**Work item**
Without the pictures, restate all of the data below word for word.
Extracted data Start Marker
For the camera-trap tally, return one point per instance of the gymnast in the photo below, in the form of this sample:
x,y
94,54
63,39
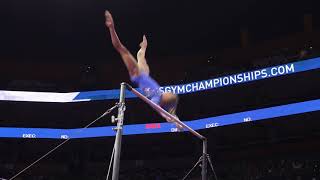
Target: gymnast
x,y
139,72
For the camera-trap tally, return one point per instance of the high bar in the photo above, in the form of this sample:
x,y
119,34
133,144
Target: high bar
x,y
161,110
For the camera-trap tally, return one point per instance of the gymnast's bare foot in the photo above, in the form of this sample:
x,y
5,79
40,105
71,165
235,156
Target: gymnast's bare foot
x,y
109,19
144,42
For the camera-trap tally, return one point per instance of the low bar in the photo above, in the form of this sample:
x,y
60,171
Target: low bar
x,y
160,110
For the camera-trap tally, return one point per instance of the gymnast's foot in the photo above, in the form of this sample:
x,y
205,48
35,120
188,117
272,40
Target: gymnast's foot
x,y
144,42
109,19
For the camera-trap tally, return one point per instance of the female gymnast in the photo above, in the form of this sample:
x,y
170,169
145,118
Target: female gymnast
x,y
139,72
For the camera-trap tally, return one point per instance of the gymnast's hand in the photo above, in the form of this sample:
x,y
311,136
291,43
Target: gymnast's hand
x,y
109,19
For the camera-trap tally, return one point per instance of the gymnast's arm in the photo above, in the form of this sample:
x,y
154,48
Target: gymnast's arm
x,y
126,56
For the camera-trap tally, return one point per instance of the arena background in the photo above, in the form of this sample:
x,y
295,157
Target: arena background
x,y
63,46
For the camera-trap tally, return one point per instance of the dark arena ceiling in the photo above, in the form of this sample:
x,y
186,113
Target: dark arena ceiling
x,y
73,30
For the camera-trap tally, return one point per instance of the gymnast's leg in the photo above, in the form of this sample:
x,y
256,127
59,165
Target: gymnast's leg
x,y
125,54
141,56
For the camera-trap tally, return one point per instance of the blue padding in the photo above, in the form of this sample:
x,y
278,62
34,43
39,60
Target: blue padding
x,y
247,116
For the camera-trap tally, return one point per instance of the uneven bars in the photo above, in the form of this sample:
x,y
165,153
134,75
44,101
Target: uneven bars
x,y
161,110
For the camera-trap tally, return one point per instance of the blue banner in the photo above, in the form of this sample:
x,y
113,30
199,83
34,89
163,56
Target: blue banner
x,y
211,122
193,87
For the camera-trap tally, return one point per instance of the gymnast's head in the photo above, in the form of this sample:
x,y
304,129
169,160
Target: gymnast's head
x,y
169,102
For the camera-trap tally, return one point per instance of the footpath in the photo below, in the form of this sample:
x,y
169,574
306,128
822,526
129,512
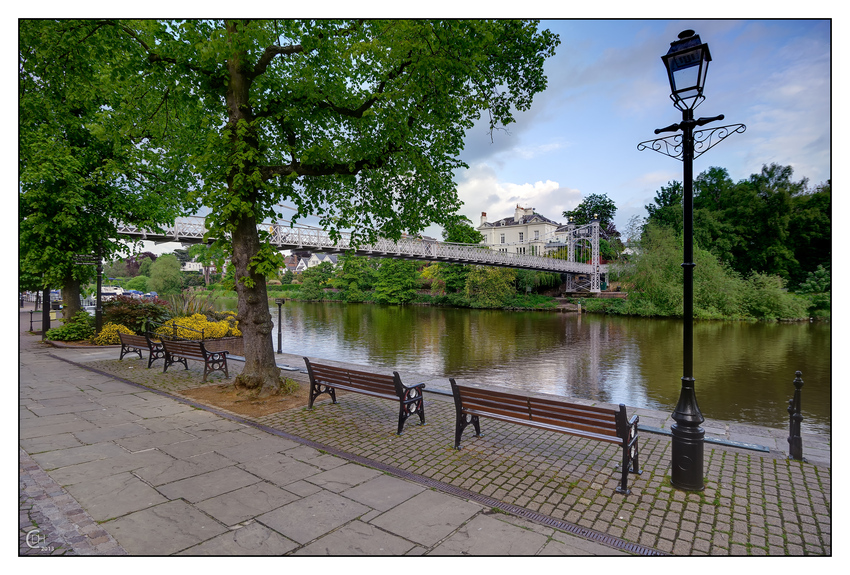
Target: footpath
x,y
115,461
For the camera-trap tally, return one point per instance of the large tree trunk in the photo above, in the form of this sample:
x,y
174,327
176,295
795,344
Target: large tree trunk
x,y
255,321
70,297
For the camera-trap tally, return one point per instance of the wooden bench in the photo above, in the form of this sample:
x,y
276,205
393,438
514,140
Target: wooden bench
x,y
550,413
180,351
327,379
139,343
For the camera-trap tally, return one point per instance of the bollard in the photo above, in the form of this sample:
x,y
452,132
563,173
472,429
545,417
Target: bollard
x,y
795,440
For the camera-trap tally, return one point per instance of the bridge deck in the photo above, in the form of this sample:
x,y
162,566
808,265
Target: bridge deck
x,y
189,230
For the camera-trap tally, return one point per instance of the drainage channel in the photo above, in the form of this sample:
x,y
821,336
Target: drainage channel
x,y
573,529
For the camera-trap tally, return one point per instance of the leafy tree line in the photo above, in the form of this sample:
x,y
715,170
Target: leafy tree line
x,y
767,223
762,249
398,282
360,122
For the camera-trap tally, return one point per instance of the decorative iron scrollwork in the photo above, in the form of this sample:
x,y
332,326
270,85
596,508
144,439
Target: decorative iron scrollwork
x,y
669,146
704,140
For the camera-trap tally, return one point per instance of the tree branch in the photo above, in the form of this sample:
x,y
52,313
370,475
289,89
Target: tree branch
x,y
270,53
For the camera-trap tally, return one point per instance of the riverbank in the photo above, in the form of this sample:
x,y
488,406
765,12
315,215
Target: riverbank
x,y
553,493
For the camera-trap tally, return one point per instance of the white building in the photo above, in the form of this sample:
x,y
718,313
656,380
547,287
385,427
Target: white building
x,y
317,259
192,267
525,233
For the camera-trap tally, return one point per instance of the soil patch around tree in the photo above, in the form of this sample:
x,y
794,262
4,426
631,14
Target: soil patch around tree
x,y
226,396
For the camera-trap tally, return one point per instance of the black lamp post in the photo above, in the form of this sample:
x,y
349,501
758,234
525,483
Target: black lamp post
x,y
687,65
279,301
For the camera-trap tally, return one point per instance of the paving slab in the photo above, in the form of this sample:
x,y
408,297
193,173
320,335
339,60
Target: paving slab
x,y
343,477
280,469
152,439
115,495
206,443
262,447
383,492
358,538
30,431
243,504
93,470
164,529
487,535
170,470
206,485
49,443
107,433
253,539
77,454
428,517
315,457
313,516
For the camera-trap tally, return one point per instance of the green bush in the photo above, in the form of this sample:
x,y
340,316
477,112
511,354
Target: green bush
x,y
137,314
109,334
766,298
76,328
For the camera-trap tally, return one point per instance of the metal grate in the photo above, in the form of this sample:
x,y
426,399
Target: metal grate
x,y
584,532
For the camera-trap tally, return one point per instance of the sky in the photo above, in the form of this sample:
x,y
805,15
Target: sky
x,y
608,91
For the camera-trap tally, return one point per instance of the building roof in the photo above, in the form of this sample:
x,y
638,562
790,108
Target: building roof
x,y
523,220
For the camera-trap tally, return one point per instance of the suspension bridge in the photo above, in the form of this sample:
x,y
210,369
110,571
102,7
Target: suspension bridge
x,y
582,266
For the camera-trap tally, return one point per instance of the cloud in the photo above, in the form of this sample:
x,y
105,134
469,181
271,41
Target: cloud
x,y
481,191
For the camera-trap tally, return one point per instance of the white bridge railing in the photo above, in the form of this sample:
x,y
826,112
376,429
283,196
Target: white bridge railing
Extracted data End Marker
**Task result**
For the camera-trap tally, return one point per instance of the gymnast in the photo below, in the form of this sample:
x,y
94,54
63,39
Target: gymnast
x,y
139,72
For the camera-trap tally, return one point per instance of the high bar in the photo above, in the form of this sample:
x,y
119,34
133,144
Target: high bar
x,y
161,110
For the camera-trap tally, return one point per instance of the gymnast's bare foot in the photo above, in the form of this sample:
x,y
5,79
40,105
71,165
235,156
Target: gymnast's bare foot
x,y
109,19
144,42
For the camera-trap tally, return one point per instance of the low bar in the photo above, in the form of this sample:
x,y
60,171
Target: low bar
x,y
160,110
For the camera-trap tally, return one point per instance of the gymnast's foot in the photo above, in the form of this sample:
x,y
205,48
35,120
188,117
272,40
Target: gymnast's foot
x,y
144,42
109,19
For the camera-trap tally, return one point per instance of the female gymnast in the photo above, in the form of this sample:
x,y
170,169
145,118
Target: female gymnast
x,y
139,72
For the camera-trap tally, return one point per instance of the gymnast's hand in the photo above, in the form of this sample:
x,y
311,136
291,43
Target: gymnast's hand
x,y
109,19
For the camera-trap tally, return one point per instance of the gymnast's arm in the photo above, in the form of this sample:
x,y
154,48
Target: gymnast's arm
x,y
126,56
For the camera-trap tally, return one point per instance of the arena background in the photo above, in the form of this sample:
x,y
295,157
Target: arena background
x,y
63,46
For the camera-trap tally, return one point per instance of the dark arena ceiling in the photo above, in the form of this sample:
x,y
186,113
Target: dark arena ceiling
x,y
73,30
For the camera-trap tally, return one point per instance of the gymnast's leg in the photo above, in the form of this sample:
x,y
256,127
59,165
Target: gymnast's leg
x,y
125,54
141,56
For the camera-trap tally, return one point per instance of the blue padding in the photo above, in the form of this sample:
x,y
278,62
34,43
39,60
Target: blue padding
x,y
247,116
For the camera-trap tally, return one point per instance of the uneven bars in the photo above, in the form of this sample:
x,y
165,153
134,75
44,101
Target: uneven bars
x,y
161,110
For the camera-trap tally, return one point per instance of the blue banner in the photo above, in the form of this sample:
x,y
113,30
199,83
34,89
163,56
Target: blue banner
x,y
211,122
193,87
For the camera-trap tally, return one point per instance of the gymnast's head in the photo above, in the form of this sample:
x,y
304,129
169,160
Target: gymnast's head
x,y
169,102
For the camera-trap tally, return one point per instance of the footpath in the photo below, in the form of this sample:
x,y
169,574
306,128
822,526
129,512
Target: footpath
x,y
115,461
For the camera-trap tally, return one point per instance of the large tree trunk in the photo above, in the form of this sample:
x,y
174,327
176,295
795,344
Target: large tree trunk
x,y
255,321
70,297
For the camera-trap tally, return one point per instance of the wooden bench in the photo above, in the form of this sample:
x,y
276,205
393,438
514,140
Target: wooden bench
x,y
550,413
180,351
327,379
139,343
For the camera-trap tally, return one point per instance of the bollard in the photo above, in the form of this sample:
x,y
452,132
563,173
472,429
545,417
Target: bollard
x,y
795,440
For the camera-trap tally, return one point per instance of the bridge deck in the photo above, in the form of this sample:
x,y
162,566
808,265
Target: bridge deck
x,y
189,230
For the camera-trap tally, return one point per instance of the drainage channel in the photo above, in the form of this sample:
x,y
821,336
Target: drainage channel
x,y
573,529
For the camera-trap tally, return one point per instance of the leafy tree line in the photo above, in the form of this sample:
x,y
715,170
Target: leafy tree line
x,y
767,223
762,249
398,282
360,122
For the camera-trap tally, return one point per instance of the decorative iron scrollwork in the photo above, in the form of this sample:
x,y
332,326
270,85
596,508
144,439
Target: decorative iron scrollwork
x,y
669,146
704,140
For the camera-trap tally, return one point per instance of the tree branch in the photo above, in the form of this sample:
x,y
52,313
370,475
289,89
Target: tree branch
x,y
270,53
For the camera-trap tally, return one point per instance of the riverbank in the photo above, in the form of this sample:
x,y
488,406
765,12
315,215
Target: riverbank
x,y
553,493
For the camera-trap tally, return one point per instance of the white building in the photo above, in the form of this sample:
x,y
718,313
656,380
547,287
385,427
Target: white building
x,y
317,259
192,267
525,233
For the camera-trap tally, return one point per instance of the soil patch around tree in the photo above, in the form of this sample:
x,y
794,262
4,426
631,14
Target: soil patch around tree
x,y
226,396
For the camera-trap tally, return one point per instance of the black lamp post in the photo above, in the form of this sample:
x,y
349,501
758,234
525,483
Target: black lamp post
x,y
687,65
279,301
For the camera-trap tally, return one point per instance of the paving slab in the photo above, in the form of this sample:
x,y
408,297
193,173
320,335
339,60
Target: paving slab
x,y
343,477
280,469
152,439
115,495
206,443
262,447
383,492
358,538
30,431
243,504
93,470
164,529
487,535
170,470
206,485
49,443
107,433
253,539
77,454
428,517
315,457
313,516
For the camera-trap tally, return one point per instance of the green bush in the photo above, in the form of this sample:
x,y
340,316
477,112
511,354
Target: green bush
x,y
137,314
109,334
766,298
76,328
For the camera-trap tally, return one point per instance of the metal grate in the photo above, in the form of this sample:
x,y
426,399
Target: metal grate
x,y
584,532
For the camera-trap tally, return one point per instance of the sky in the photo above, in the form of this sample:
x,y
805,15
Target: sky
x,y
608,91
For the camera-trap tally, return one point per instance of the building roof in the photo above, in the form of this sample:
x,y
638,562
790,108
Target: building roof
x,y
523,220
For the camera-trap tally, return one point per instance of the suspension bridge in the photo above, in the form of this sample:
x,y
210,369
110,571
102,7
Target: suspension bridge
x,y
582,266
For the camera-trap tally, return one point per instance of the cloud in the photo above, in the form of this sample:
x,y
105,134
469,181
271,41
Target: cloud
x,y
481,191
For the camera-trap tally, return one point per instance of the white bridge railing in the photo above, in the form of this sample:
x,y
826,112
376,429
283,196
Target: white bridge railing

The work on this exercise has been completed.